> **SHORT TASK**: Could you copy every line of the data below verbatim, with no changes to wording, punctuation, or coordinates?
• • •
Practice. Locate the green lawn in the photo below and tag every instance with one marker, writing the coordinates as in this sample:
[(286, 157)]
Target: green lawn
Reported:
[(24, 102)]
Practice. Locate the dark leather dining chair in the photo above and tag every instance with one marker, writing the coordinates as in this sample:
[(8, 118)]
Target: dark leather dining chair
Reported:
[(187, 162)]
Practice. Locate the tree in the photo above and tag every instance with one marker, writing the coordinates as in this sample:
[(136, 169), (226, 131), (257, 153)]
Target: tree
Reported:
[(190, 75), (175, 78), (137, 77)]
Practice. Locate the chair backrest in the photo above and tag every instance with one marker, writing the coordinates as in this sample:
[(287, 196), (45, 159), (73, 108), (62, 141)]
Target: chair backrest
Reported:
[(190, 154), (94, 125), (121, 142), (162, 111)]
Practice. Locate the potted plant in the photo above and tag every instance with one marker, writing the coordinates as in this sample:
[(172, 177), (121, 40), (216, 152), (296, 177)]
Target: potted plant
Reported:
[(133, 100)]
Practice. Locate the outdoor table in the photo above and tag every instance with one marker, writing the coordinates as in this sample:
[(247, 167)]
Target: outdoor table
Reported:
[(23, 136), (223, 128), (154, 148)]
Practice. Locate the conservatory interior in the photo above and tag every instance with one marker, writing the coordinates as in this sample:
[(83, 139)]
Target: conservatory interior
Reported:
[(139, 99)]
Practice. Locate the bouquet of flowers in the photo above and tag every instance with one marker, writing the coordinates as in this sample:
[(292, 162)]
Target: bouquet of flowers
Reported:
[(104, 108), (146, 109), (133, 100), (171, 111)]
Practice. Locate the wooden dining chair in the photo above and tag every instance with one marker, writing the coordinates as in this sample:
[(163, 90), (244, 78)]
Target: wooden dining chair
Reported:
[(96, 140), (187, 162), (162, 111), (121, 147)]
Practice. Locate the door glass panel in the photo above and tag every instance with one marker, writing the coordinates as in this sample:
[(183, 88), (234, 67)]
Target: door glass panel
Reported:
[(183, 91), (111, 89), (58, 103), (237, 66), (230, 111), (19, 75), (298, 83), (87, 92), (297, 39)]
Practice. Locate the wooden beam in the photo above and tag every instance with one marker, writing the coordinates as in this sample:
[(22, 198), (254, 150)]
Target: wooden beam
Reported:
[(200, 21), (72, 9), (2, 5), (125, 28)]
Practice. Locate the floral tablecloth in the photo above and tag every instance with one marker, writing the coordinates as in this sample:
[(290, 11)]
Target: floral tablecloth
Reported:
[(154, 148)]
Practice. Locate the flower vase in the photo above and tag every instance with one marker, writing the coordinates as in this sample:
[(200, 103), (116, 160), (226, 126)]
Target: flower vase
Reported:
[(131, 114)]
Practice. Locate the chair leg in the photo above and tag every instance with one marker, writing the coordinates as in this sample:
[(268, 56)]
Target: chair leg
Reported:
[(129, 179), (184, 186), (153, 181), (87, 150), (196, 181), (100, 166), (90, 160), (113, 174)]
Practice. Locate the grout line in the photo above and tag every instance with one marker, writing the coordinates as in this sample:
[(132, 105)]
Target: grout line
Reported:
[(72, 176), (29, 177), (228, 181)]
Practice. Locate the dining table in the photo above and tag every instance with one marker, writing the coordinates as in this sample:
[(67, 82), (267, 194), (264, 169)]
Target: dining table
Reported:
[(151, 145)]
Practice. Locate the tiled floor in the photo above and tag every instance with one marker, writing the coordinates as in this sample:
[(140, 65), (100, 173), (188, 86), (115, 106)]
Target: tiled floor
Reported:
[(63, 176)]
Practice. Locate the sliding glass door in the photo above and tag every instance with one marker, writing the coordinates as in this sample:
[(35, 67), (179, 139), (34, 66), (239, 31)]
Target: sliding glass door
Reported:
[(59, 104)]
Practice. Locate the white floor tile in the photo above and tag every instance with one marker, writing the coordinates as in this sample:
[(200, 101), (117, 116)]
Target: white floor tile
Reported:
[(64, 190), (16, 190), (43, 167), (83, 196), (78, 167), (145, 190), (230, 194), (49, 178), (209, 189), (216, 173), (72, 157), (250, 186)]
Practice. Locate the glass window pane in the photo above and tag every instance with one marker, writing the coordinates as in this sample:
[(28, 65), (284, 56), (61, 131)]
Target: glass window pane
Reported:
• • •
> **FINAL RESULT**:
Practice. Locate the green lawn in the photo below and tag every instance with one marker, writing the coordinates as in this sample:
[(286, 157)]
Target: green lawn
Reported:
[(24, 102)]
Practice. Locate the dark leather dining chair in the photo above and tag every instance with one marker, writing the coordinates as in this sample:
[(8, 118)]
Target: dark leather dining chair
Reported:
[(187, 162)]
Practice. Locate the tree in the photo above and tag every instance with one marker, writing the coordinates as in this sample:
[(136, 169), (226, 131), (257, 153)]
Target: tree
Reported:
[(190, 75), (175, 78), (137, 77)]
Practice. Locate the chair backrest in the photo above and tag every instance with one marker, writing the coordinates as in this sample:
[(287, 196), (45, 159), (73, 108), (62, 141)]
Target: chair backrest
Reported:
[(190, 154), (94, 125), (121, 142), (162, 111)]
Practice. Locate the potted plant in the photo above and tag every instance with one marker, writing the coordinates as in this sample:
[(172, 177), (121, 40), (216, 152), (296, 177)]
Target: potted plant
Reported:
[(133, 100)]
Practice. Locate the outdoor table in the photo above and tag every instance with one marker, writing the coordinates as in this sample:
[(247, 167)]
Target: outdoor table
Reported:
[(23, 136), (223, 128), (154, 148)]
Practice. Locate the conservatory interior in the photo above and tag every instance with one marker, writing the coordinates as in this sample:
[(83, 139)]
Target: conservatory interior
Reported:
[(139, 99)]
Practice. Locate the bouquet of flowers in the photo above and tag every instance with one marker, writing the coordinates as in this sample:
[(292, 162)]
Target: bouquet of flowers
Reported:
[(104, 108), (146, 109), (133, 100), (171, 111)]
Practice. Locate the wooden dining chair in the photo above and tag every instance with one marker, writing the coordinates as in this sample:
[(163, 90), (244, 78)]
Target: wooden dining chair
Reported:
[(96, 140), (187, 162), (162, 111), (121, 147)]
Practice. Locate the door glass panel in the photo above and tag every instance with one marker, writing the coordinates as in this sample:
[(183, 88), (234, 67)]
Target: door glass panel
Reported:
[(183, 91), (111, 89), (58, 103), (237, 66), (230, 111), (19, 75), (298, 83), (87, 92), (297, 39)]
Practice. Locate the wooden beam in the photo above and tag every instance with one marker, writing the coordinates as in this sample:
[(22, 198), (254, 150)]
Target: wooden beam
Reported:
[(200, 21), (72, 9), (2, 5), (125, 28)]
Practice. Locate the floral tablecloth in the photo above and tag every instance with one marker, writing the coordinates as in this sample:
[(290, 11)]
Target: floral tablecloth
Reported:
[(154, 148)]
Practice. Locate the flower vase in the photo above and tag every instance with one marker, writing the coordinates as in this sample:
[(200, 103), (116, 160), (226, 126)]
Target: flower vase
Reported:
[(131, 114)]
Practice. Locate the chair leg in the photo above and tag every instance with one marker, writing the coordinates as in this sample:
[(268, 56)]
Target: chair leg
Reported:
[(129, 179), (184, 186), (153, 181), (87, 150), (196, 181), (100, 166), (90, 160), (113, 174)]
Practice. Locate the grout line in the photo above and tag every instance with one marker, writing the coordinates as in this sample:
[(132, 105)]
Target: grout line
Reported:
[(72, 176), (29, 177), (228, 181)]
Practice. Locate the dining table in the photo above and tag every instance with one marker, writing the coordinates as in this sample:
[(67, 82), (267, 194), (264, 169)]
Target: dining table
Reported:
[(151, 145)]
Practice. Locate the tiled floor in the photo above and tag every instance with one marker, writing the coordinates as in this sample:
[(140, 65), (100, 173), (188, 86), (115, 106)]
Target: tiled floor
Reported:
[(63, 176)]
Practice. Locate the sliding glass door in the photo above and tag every instance with one marker, writing the coordinates as in this sample:
[(35, 67), (179, 139), (34, 66), (239, 31)]
Target: sliding glass door
Reported:
[(59, 104)]
Practice. Locate the white floor tile in the photo above and tag every instance with one marker, writing the coordinates as in this sample:
[(200, 101), (117, 116)]
Target: white floor tile
Reported:
[(64, 190), (16, 190), (43, 167), (83, 196), (78, 167), (145, 190), (230, 194), (49, 178), (209, 189), (216, 173), (72, 157), (250, 186)]
Practice. Locate the glass window pane in the photo above and tag every instance with one marker, writing the coordinates as in this sample:
[(28, 65), (284, 56), (61, 131)]
Target: glass window pane
Reported:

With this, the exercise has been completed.